- _TEXT SEGMENT_:
========================

There has been an increase in privacy violations that have led to class action lawsuits. For example, Facebook was forced to pay $550 million to settle a class action lawsuit for privacy violations. In that case, it was ordered to pay the plaintiffs due to an alleged systematic violation of an Illinois consumer privacy law. The settlement agreement included a provision that required Facebook to procure express consent for face analysis and auto-tagging its users. There have been other lawsuits filed against technology companies, such as, Shutterfly, Snapchat, and Google for similar violations.

The California Consumer Privacy Act (“CCPA”) gives consumers the right to request information from a business about its data collection and retention practices. The consumers have the right to know if the business is using their data to make inferences from their behavior, attitude, psychology, intelligence, or abilities. This statute grants consumers the right to request a data deletion. It gives the consumers an “opt-out option” from selling their data to third parties. However, the statute is not retroactive which means that it does not apply to violations that took place before implementing the law.

A putative class action lawsuit was filed against Hanna Andersson, LLC and Salesforce.com for their alleged failure to maintain reasonable safeguards that led to a data breach. The complaint alleges that a group of hackers infiltrated the defendants’ websites with malware allowing them to extract personal information. Under Civil Code § 1798.150, a consumer is permitted to file a lawsuit if he or she can prove the business failed to implement reasonable safeguards to protect personal information. Then, if the plaintiff overcomes the applicable burden of proof, then he or she may be entitled to a minimum of $100 or maximum of $750 per consumer per incident, or actual damages, whichever is greater, as well as injunctive relief. However, there is a provision which requires giving the business an opportunity to cure the violation. In other words, the consumer must initially inform the business of the violation and grant at least 30 days to cure the violation. The business must provide a written statement that confirms the violation has been cured and no other violation will take place. Yet, the statute does not yield a safe harbor clause for the business against consumers who are seeking actual damages.

========================

Reproduce the passage on privacy lawsuits word for word, between "The California Consumer" and "implementing the law.", inclusive.

- _DATA EXCERPT_:
========================

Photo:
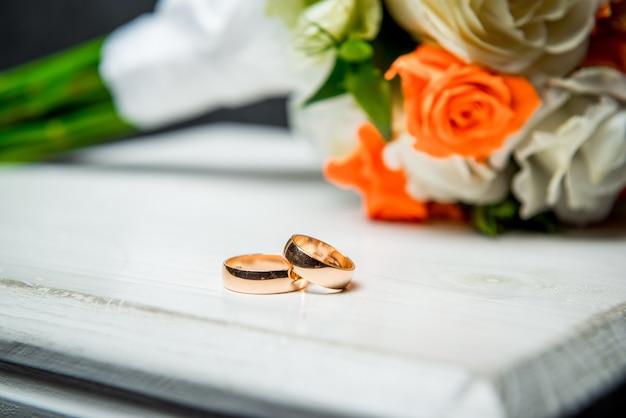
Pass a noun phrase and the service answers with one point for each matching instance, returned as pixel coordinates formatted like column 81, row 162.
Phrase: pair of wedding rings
column 304, row 259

========================

- _SOLUTION_:
The California Consumer Privacy Act (“CCPA”) gives consumers the right to request information from a business about its data collection and retention practices. The consumers have the right to know if the business is using their data to make inferences from their behavior, attitude, psychology, intelligence, or abilities. This statute grants consumers the right to request a data deletion. It gives the consumers an “opt-out option” from selling their data to third parties. However, the statute is not retroactive which means that it does not apply to violations that took place before implementing the law.